**** TEXTE À LIRE

Lundi 21 septembre 2020
Fernand Iveton, le combat d’une vie !
Fernand Iveton, un nom qui reste gravé à jamais dans les mémoires, et qui sonne aux oreilles des Algériens, comme un symbole de résistance face à l’oppression coloniale.
Dans son livre « Pour l’exemple, l’affaire Fernand Iveton » paru en 1986 chez L’Harmattan, l’historien Jean-Claude Einaudi restitue la vérité de ce pied-noir, de basse extraction, ayant grandi dans le quartier de Clos-Salembier, tourneur à l’usine à gaz à Hamma (Alger), communiste comme il l’a toujours été dans la région parisienne.
Ce maquisard dont la tête tomba à l’échafaud en plein cour de Barberousse à Alger, le 11 février 1957, ne fut pas , à vrai dire, le seul Français tué après avoir rallié la révolution algérienne. D’autres, tels que son camarde Henri Maillot mort en juin 1956 au combat, et le prof de mathématiques Maurice Audin, mort une année plus tard, soit en juin 1957, sous la torture faisaient partie du lot.
Iveton fut pratiquement l’unique « Européen » passé à la guillotine, à l’instigation du gouvernement socialiste de Guy Mollet, dont le Garde des sceaux ne fut autre qu’un certain François Mitterand. Ironie du sort, le nom de cette grosse pointure de la politique hexagonale est d’autant plus si étrange dans une telle affaire, que ce fut la même personne qui a aboli, en tant que président de la République, la peine de mort en France, en 1981 !

********
**** LISTE

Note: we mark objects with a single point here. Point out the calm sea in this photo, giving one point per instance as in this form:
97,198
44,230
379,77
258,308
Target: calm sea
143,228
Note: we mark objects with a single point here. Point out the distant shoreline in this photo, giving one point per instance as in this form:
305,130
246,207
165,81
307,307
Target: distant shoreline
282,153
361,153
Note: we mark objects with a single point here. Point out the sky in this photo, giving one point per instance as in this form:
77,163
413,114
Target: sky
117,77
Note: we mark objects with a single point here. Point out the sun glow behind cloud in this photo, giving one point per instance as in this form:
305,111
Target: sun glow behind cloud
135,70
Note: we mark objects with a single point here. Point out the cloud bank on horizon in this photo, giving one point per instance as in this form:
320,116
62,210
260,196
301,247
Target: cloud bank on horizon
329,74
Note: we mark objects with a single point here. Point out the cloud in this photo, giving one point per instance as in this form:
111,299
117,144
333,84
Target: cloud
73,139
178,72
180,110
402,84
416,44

********

**OBJECTIF**
Recopiez le passage du texte consacré à Fernand Iveton qui commence aux mots « Ce maquisard dont » et s'arrête après « partie du lot. ». Appuyez-vous exclusivement sur le texte consacré à Fernand Iveton.

**CORRIGÉ**
Ce maquisard dont la tête tomba à l’échafaud en plein cour de Barberousse à Alger, le 11 février 1957, ne fut pas , à vrai dire, le seul Français tué après avoir rallié la révolution algérienne. D’autres, tels que son camarde Henri Maillot mort en juin 1956 au combat, et le prof de mathématiques Maurice Audin, mort une année plus tard, soit en juin 1957, sous la torture faisaient partie du lot.